• _PROBLEM TO WORK ON_
Repeat the data below word for word.

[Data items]
☆ ☆ ☆ ☆ ☆ ☆ ☆

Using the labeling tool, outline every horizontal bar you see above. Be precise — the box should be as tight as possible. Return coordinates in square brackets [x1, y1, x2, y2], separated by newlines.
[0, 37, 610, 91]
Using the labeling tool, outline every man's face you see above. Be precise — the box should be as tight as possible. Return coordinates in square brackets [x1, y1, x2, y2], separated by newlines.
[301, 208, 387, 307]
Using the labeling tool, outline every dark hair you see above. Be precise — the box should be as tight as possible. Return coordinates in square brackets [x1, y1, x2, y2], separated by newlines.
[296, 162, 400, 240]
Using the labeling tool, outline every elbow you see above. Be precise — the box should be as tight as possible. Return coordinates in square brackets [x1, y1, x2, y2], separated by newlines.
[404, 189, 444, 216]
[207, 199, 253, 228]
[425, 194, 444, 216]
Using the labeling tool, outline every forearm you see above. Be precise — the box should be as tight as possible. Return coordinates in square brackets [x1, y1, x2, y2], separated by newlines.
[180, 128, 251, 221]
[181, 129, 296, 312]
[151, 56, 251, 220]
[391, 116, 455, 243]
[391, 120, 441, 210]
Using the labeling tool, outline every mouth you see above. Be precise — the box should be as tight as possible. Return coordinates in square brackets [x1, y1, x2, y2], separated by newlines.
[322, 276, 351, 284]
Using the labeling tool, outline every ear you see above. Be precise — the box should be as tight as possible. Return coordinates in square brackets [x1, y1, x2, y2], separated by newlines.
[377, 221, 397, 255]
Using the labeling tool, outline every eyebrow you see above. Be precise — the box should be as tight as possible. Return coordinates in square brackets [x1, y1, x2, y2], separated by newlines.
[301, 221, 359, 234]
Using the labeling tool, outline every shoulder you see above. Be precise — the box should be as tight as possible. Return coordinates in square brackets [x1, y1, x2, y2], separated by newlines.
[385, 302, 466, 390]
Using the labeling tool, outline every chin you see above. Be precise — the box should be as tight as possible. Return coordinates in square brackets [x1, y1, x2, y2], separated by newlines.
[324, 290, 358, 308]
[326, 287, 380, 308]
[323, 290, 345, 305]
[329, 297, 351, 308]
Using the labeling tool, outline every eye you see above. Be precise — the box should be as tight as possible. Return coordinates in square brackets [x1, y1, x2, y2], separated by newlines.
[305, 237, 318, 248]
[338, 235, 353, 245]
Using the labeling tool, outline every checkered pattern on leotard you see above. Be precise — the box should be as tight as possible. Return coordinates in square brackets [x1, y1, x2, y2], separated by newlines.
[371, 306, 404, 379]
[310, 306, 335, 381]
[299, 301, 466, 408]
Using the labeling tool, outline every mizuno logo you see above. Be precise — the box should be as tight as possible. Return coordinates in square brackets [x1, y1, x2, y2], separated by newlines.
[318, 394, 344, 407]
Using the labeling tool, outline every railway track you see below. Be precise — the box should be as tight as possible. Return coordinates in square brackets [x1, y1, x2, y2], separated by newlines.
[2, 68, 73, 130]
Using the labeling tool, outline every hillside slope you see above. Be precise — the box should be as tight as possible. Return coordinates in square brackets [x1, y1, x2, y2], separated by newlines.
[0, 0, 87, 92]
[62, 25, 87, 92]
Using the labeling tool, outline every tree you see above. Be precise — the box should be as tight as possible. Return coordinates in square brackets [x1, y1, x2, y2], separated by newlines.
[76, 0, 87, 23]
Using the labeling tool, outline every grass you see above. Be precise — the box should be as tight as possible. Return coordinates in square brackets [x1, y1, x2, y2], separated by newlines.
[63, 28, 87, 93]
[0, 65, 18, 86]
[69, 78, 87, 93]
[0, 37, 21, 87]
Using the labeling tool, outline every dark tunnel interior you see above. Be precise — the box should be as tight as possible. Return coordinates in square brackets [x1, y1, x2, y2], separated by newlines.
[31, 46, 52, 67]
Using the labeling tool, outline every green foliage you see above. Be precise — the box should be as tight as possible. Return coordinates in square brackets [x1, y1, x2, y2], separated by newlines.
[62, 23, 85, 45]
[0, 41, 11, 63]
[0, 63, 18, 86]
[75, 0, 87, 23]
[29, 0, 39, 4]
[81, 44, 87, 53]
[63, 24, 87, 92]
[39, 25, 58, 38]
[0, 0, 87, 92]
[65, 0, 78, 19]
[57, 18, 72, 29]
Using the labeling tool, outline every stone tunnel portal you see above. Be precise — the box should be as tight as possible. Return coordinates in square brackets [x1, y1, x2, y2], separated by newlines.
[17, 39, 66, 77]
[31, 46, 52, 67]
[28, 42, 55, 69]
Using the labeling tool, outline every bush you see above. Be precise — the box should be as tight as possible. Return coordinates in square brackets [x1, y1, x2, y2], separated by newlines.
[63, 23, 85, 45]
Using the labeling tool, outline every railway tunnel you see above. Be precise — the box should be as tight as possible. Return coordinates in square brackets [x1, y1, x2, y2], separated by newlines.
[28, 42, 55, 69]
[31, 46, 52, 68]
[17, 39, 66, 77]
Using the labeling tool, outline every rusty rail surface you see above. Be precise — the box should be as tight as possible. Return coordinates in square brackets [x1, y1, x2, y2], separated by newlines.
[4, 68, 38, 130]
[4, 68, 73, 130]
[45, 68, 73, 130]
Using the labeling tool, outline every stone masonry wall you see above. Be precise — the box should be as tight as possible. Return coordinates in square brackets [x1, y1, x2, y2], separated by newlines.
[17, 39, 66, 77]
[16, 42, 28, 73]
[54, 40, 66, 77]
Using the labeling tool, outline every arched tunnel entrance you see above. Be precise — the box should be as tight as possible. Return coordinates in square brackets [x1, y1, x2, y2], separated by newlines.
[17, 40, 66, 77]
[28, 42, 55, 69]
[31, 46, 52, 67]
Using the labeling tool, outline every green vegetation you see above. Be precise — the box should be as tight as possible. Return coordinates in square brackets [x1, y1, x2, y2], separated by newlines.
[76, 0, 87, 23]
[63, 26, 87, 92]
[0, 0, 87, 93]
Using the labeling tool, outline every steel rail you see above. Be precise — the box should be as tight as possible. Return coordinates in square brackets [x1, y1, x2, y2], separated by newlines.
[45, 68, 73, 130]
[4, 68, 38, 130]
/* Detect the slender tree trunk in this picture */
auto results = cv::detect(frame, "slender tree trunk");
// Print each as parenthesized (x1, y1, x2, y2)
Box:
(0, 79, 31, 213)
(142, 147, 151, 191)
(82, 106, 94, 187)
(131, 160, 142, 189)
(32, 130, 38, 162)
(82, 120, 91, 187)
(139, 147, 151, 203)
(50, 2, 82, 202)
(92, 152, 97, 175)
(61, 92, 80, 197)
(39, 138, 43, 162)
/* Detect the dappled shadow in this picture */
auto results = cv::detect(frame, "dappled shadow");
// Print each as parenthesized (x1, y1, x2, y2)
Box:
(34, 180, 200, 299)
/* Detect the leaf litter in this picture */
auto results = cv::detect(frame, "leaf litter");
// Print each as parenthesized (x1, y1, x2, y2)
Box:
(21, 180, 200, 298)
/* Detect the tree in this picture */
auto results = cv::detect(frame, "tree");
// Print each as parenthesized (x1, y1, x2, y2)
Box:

☆ ☆ ☆ ☆ ☆ ☆ ☆

• _SOLUTION TO THIS EXERCISE_
Using the labeling tool, outline every horizontal bar you see above. Be precise — the box should be as tight as possible. Return coordinates in square brackets [x1, y1, x2, y2], separated by newlines.
[0, 37, 610, 91]
Using the labeling tool, outline every man's face you see above. Be precise — the box should be as tight as possible. Return coordinates in square brackets [x1, y1, x2, y2], separated by newlines.
[301, 208, 387, 307]
Using the labeling tool, outline every dark hair you see above. Be precise — the box should be as tight as possible. Return coordinates in square brackets [x1, y1, x2, y2], separated by newlines.
[296, 162, 400, 240]
Using the labeling tool, outline every elbow you see above. Be precise — the box should be as tight as possible. Return coordinates in square brackets [x1, y1, x2, y2], separated by newlines.
[404, 189, 444, 216]
[207, 199, 253, 228]
[425, 194, 444, 216]
Using the labeling tool, outline every forearm you see above. Be precise — the box should be as tight as possible. Return coordinates in square brackets [x1, y1, x2, y2], separated by newlines.
[180, 128, 251, 221]
[181, 129, 296, 312]
[151, 56, 251, 220]
[391, 116, 455, 243]
[391, 120, 441, 210]
Using the labeling tool, outline every mouth you see above. Be precise — the box should be as tight as possible. Return coordinates in square brackets [x1, y1, x2, y2], separated by newlines.
[322, 276, 351, 284]
Using the labeling tool, outline every ear you see above. Be precise — the box should be as tight as possible. Return coordinates in square brackets [x1, y1, x2, y2], separated by newlines.
[377, 221, 397, 255]
Using the labeling tool, outline every eyebrow you see above. Be precise — the box should be as tight as possible. Return coordinates in square brackets [x1, y1, x2, y2], separated by newlines.
[301, 221, 359, 234]
Using the labeling tool, outline every shoulder you see above. Be precise — the box should be as tight as possible. Return coordinates in square brackets [x1, y1, x2, y2], separated by newlines.
[385, 302, 466, 390]
Using the labeling tool, outline every chin you see above. Be precise — the box should be as tight as possible. Return coordinates in square brackets [x1, y1, x2, y2], separated by newlines.
[324, 290, 358, 308]
[326, 287, 380, 308]
[323, 290, 345, 305]
[329, 297, 351, 308]
Using the labeling tool, outline every eye you see above. Be precise — the box should be as tight as possible. Return coordinates in square brackets [x1, y1, x2, y2], separated by newlines.
[305, 237, 318, 248]
[338, 235, 353, 245]
Using the labeling tool, outline every checkered pattern on leotard you see above. Be precise — the box should be as tight as possible. Return coordinates in square brackets [x1, y1, x2, y2], separated by newlines.
[371, 306, 404, 379]
[310, 306, 335, 381]
[299, 301, 466, 408]
Using the labeling tool, outline every mizuno logo you see above. Be precise — the box should be as tight as possible. Return coordinates in square brackets [x1, y1, x2, y2], separated by newlines.
[318, 394, 344, 407]
Using the labeling tool, outline every railway track you see below. Be precise — the box should be as tight as possible. Return coordinates in square brackets [x1, y1, x2, y2], separated by newlines.
[2, 68, 73, 130]
Using the labeling tool, outline every hillside slope you see above. Be precise — the box should be as tight as possible. Return coordinates in square brackets [x1, y1, x2, y2], separated by newlines.
[0, 0, 87, 92]
[62, 25, 87, 92]
Using the labeling tool, outline every tree you see above. Be precise — the box should be as tight as possible. Return coordinates in square brackets [x1, y1, x2, y2], separated by newlines.
[76, 0, 87, 23]
Using the labeling tool, outline every grass you see above. Be precise — the box should be as tight as possible. Return coordinates in square brackets [x1, y1, x2, y2], separated by newlines.
[63, 28, 87, 93]
[0, 65, 18, 86]
[69, 78, 87, 93]
[0, 37, 21, 87]
Using the labeling tool, outline every dark tunnel interior you see above. Be precise — the box should be as tight as possible. Return coordinates in square brackets [x1, y1, x2, y2], separated by newlines.
[31, 46, 52, 67]
Using the labeling tool, outline every green foliage you see above. Be precise — the box should be as tight as possible. Return coordinates in square brackets [x1, y1, x2, y2], separated by newlines.
[62, 23, 85, 45]
[0, 41, 11, 63]
[0, 63, 18, 86]
[75, 0, 87, 23]
[29, 0, 39, 4]
[81, 44, 87, 53]
[63, 24, 87, 92]
[39, 25, 58, 38]
[0, 0, 87, 92]
[65, 0, 78, 19]
[57, 18, 72, 29]
Using the labeling tool, outline every stone tunnel portal you see above. Be precise — the box should be as tight as possible. Return coordinates in square brackets [x1, y1, x2, y2], separated by newlines.
[17, 39, 66, 77]
[31, 46, 52, 67]
[28, 42, 55, 69]
Using the labeling tool, outline every bush you see above. Be precise — the box should be as tight as possible. Return coordinates in square brackets [x1, y1, x2, y2], separated by newlines.
[63, 23, 85, 45]
Using the labeling tool, outline every railway tunnel you see above. Be precise — the box should be as tight as possible. Return coordinates in square brackets [x1, y1, x2, y2], separated by newlines.
[28, 42, 55, 69]
[31, 46, 52, 68]
[17, 39, 66, 77]
Using the labeling tool, outline every rusty rail surface you see above. Be precise — the box should be as tight as possible. Return coordinates in square brackets [x1, y1, x2, y2], separated by newlines.
[4, 68, 38, 130]
[4, 68, 73, 130]
[45, 68, 73, 130]
Using the labeling tool, outline every stone masonry wall you see above. Be precise — the box should be as tight as possible. Return coordinates in square brackets [x1, y1, x2, y2], separated by newlines.
[17, 39, 66, 77]
[16, 42, 28, 73]
[54, 40, 66, 77]
Using the labeling tool, outline every arched tunnel entrance you see above. Be precise — the box should be as tight as possible. Return coordinates in square brackets [x1, y1, x2, y2], separated by newlines.
[17, 40, 66, 77]
[28, 42, 55, 69]
[31, 46, 52, 67]
Using the labeling tool, outline every green vegetation you see above. Be precise — the box should be as tight as possible. Return coordinates in square brackets [x1, y1, x2, y2], separated by newlines.
[76, 0, 87, 23]
[63, 26, 87, 92]
[0, 0, 87, 93]
Using the labeling tool, outline every steel rail you see above. Be precise — the box should be as tight as possible. Return coordinates in square brackets [x1, y1, x2, y2], separated by newlines.
[45, 68, 73, 130]
[4, 68, 38, 130]
/* Detect the slender tree trunk in this picture */
auto results = cv::detect(frame, "slender tree trunk");
// Print each as parenthesized (x1, y1, x2, y2)
Box:
(0, 79, 31, 213)
(142, 147, 151, 191)
(82, 106, 94, 187)
(131, 160, 142, 189)
(32, 130, 38, 162)
(82, 120, 91, 187)
(139, 147, 151, 203)
(50, 2, 82, 202)
(92, 152, 97, 175)
(61, 92, 80, 197)
(39, 138, 43, 162)
/* Detect the dappled shadow in this picture */
auto results = cv::detect(frame, "dappled shadow");
// Print each as parenthesized (x1, y1, x2, y2)
Box:
(34, 180, 200, 299)
/* Detect the leaf litter in this picture */
auto results = cv::detect(frame, "leaf litter");
// Print each as parenthesized (x1, y1, x2, y2)
Box:
(21, 180, 200, 298)
/* Detect the tree in this picture */
auto results = cv::detect(frame, "tree");
// Print each as parenthesized (x1, y1, x2, y2)
Box:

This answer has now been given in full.